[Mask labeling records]
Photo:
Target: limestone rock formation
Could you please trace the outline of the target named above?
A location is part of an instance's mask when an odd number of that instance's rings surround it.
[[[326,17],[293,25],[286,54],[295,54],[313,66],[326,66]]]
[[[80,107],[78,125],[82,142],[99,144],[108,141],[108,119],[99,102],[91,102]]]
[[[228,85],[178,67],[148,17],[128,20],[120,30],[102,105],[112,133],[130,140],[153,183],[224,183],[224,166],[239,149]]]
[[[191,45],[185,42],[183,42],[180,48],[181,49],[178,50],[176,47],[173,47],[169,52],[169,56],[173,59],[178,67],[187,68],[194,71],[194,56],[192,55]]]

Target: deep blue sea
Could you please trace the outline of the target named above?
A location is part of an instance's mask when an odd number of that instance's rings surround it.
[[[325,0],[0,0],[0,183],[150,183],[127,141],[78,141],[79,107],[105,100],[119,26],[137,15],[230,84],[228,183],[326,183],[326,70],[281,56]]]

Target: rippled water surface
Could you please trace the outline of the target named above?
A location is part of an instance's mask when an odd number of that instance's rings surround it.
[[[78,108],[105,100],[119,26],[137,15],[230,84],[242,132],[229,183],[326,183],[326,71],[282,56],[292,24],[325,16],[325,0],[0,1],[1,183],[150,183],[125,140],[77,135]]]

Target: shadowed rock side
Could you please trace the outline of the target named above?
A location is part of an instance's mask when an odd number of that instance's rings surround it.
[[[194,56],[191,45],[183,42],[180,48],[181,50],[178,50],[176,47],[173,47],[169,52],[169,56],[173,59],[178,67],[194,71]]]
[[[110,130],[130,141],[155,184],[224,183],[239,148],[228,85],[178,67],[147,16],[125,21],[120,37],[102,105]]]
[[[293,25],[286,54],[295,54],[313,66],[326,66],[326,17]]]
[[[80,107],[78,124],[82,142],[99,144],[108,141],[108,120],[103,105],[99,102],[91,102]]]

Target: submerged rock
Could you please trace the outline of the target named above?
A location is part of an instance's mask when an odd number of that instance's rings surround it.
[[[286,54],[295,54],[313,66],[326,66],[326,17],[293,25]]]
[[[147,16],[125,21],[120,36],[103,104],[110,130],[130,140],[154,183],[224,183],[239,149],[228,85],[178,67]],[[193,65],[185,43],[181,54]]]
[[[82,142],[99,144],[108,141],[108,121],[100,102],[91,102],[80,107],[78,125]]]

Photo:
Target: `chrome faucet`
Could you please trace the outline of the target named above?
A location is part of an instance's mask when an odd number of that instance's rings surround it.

### BRIEF
Please rewrite all of the records above, replacing "trace the outline" with "mark the boundary" and keeping everything else unchanged.

### COMPLETED TASK
Photo:
Target: limestone rock formation
Could you please mark the boundary of the target named above?
A location is part of an instance's mask when an odd number of that instance's rings surround it.
[[[326,17],[293,25],[286,54],[295,54],[313,66],[326,66]]]
[[[80,107],[78,125],[82,142],[99,144],[108,141],[108,119],[99,102],[91,102]]]
[[[228,85],[178,67],[148,17],[128,20],[120,30],[102,105],[112,133],[130,140],[153,183],[224,183],[224,166],[239,149]]]
[[[191,45],[185,42],[183,42],[180,48],[181,49],[178,50],[176,47],[173,47],[169,52],[169,56],[173,59],[178,67],[187,68],[194,71],[194,56],[192,55]]]

Target: deep blue sea
Could you please mark the boundary of the target named above?
A location is part of an instance's mask when an odd number of that instance's rings surround it.
[[[325,0],[0,0],[0,183],[150,183],[127,141],[78,141],[79,107],[105,100],[119,26],[137,15],[230,84],[228,183],[326,183],[326,70],[281,56]]]

Target: rippled water surface
Could you please mark the boundary of the target named above?
A location is part of an instance's mask when an odd number of that instance's rings surround it.
[[[78,108],[105,100],[119,26],[137,15],[230,84],[242,132],[229,183],[326,183],[326,71],[282,56],[292,24],[325,16],[325,0],[0,1],[1,183],[150,183],[125,140],[77,135]]]

Target: shadowed rock side
Could you please mark the boundary of the target named above?
A location is part of an instance's mask when an odd number of that instance's rings surround it.
[[[194,56],[191,45],[183,42],[180,48],[181,50],[178,50],[176,47],[173,47],[169,52],[169,56],[173,59],[178,67],[194,71]]]
[[[110,130],[130,141],[155,184],[224,183],[239,148],[228,85],[178,67],[147,16],[125,21],[120,37],[102,105]]]
[[[293,25],[286,54],[295,54],[313,66],[326,66],[326,17]]]
[[[80,107],[78,124],[82,142],[99,144],[108,141],[108,120],[103,105],[99,102],[91,102]]]

Target: submerged rock
Could you please mark the boundary of the target named above?
A location is part of an instance's mask when an odd number of that instance's rings surround it.
[[[286,54],[295,54],[313,66],[326,66],[326,17],[293,25]]]
[[[147,16],[125,21],[120,36],[103,104],[110,130],[130,140],[154,183],[224,183],[239,149],[228,85],[178,67]],[[193,65],[185,43],[181,54]]]
[[[82,142],[99,144],[108,141],[108,121],[100,102],[91,102],[80,107],[78,125]]]

Photo:
Target: `chrome faucet`
Could you please mark the boundary of the target named above?
A location is part of an instance's mask when an odd number of that instance's rings surround it.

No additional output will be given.